Texto fornecido:
^^^^^^^^^^^^^^^^

Haverá também “periculum in mora”, mas na vertente do “fundado receio de prejuízos de difícil reparação” quando a reintegração no plano dos factos se mostre difícil, seja porque se produzirão prejuízos ao longo do tempo que a reintegração da legalidade não é capaz de reparar ou de pelo menos reintegrar integralmente. Neste caso, a providência cautelar é necessária para afastar o risco de retardamento da tutela que deverá se assegurada no processo principal.
Para tanto, cabe ao juiz efectuar um juízo de prognose, colocando-se na situação futura de uma hipotética sentença de provimento, para se concluir, se há ou não, razões para recear que a sentença seja inútil, por se ter consumado uma situação incompatível com ela ou por se terem produzido prejuízos de difícil reparação para quem dela deva beneficiar, que obstam à plena reintegração da sua esfera jurídica ou da possibilidade de a não reparar na sua totalidade por via da reintegração da legalidade a operar pela acção principal (vide, neste sentido, Acórdão deste TCAN de 07.07.2017, proc. n.º 01863/16.3BEBRG).

^^^^^^^^^^^^^^^^

Material:
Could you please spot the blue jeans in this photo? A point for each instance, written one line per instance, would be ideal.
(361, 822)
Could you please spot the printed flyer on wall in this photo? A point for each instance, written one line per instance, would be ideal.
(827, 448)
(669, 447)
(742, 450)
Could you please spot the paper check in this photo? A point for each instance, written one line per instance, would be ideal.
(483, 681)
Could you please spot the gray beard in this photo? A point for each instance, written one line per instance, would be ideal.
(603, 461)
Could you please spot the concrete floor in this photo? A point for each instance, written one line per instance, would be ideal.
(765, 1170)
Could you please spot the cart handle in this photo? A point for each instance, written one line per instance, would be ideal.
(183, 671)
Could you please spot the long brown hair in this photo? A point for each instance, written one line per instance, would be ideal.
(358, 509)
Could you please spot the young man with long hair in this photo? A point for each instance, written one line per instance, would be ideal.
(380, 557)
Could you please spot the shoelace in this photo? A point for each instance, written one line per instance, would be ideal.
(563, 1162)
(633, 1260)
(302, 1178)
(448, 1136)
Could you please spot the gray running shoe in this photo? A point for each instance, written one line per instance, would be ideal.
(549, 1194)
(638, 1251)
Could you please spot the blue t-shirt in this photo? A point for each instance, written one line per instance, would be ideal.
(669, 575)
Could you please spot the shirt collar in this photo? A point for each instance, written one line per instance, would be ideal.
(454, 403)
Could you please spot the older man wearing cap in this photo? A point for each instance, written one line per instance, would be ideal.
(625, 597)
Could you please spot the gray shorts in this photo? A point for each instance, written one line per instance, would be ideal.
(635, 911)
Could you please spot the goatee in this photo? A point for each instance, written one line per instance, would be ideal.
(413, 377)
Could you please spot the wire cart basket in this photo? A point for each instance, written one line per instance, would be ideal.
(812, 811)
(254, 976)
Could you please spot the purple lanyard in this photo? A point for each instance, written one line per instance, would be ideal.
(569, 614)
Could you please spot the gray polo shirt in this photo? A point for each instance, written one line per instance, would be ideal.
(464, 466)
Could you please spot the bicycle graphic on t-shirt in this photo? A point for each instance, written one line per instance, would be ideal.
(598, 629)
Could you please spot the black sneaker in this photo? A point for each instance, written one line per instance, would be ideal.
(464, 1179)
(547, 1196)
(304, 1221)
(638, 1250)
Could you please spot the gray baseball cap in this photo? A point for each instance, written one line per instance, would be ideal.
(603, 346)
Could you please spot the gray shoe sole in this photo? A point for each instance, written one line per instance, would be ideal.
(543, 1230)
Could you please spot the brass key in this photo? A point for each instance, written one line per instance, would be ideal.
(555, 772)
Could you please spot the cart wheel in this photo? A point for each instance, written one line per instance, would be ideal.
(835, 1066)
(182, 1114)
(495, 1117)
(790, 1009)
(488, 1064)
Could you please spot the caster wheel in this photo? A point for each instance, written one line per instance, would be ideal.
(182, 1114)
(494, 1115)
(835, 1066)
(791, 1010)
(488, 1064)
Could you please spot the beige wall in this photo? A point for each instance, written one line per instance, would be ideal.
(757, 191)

^^^^^^^^^^^^^^^^

Instruções:
1) Responda com base no texto sobre o periculum in mora:
(a) Segundo o texto, para que é necessária a providência cautelar no caso do "fundado receio de prejuízos de difícil reparação"?
(b) Que tipo de juízo cabe ao juiz efectuar?
(c) Que acórdão é indicado no final, com data e número de processo?
2) Prolongue o texto sobre o periculum in mora a partir da última frase apresentada.

Resultados esperados:
1)
(a) Para afastar o risco de retardamento da tutela que deverá ser assegurada no processo principal.
(b) Um juízo de prognose.
(c) O Acórdão do TCAN de 07.07.2017, proc. n.º 01863/16.3BEBRG.

2)
É de notar que o está aqui em causa não é prevenir o risco geral do dano a que todos os direitos se encontram expostos, mas dos danos causados pela demora da tutela principal e que pode redundar na inutilidade prática, total ou parcial, da sentença final favorável e, consequentemente, na inefectividade da tutela pretendida para o direito lesado.
Para que o requisito do periculum in mora se possa dar por verificado deve o Requerente alegar factos que demonstrem a existência de fundado receio na verificação de uma situação de facto consumado ou da produção de prejuízos de difícil reparação para os interesses que visa acautelar no processo principal. Ou seja, é ao requerente da providência que compete demonstrar - ónus de alegação e de prova que lhe está cometido de acordo com as regras gerais do ónus da prova - o prejuízo derivado do facto de não lhe ser concedida a providência concedida (Acórdão do TCASul de 22.01.2021, proc n.º 1796/20.9I3ELSI3).
Para tanto é necessário que o requerente alegue factos que atestem a impossibilidade da reintegração da sua esfera jurídica ou da maior ou menor dificuldade em concretizar essa reintegração, no caso do prejuízo de difícil reparação.
No presente caso, como sentenciado, impõe-se ao requerente da providência o ónus de alegar a matéria de facto integradora dos requisitos legais de que depende a concessão da providência requerida [art.º 342º do CC], não podendo o tribunal substituir-se ao mesmo.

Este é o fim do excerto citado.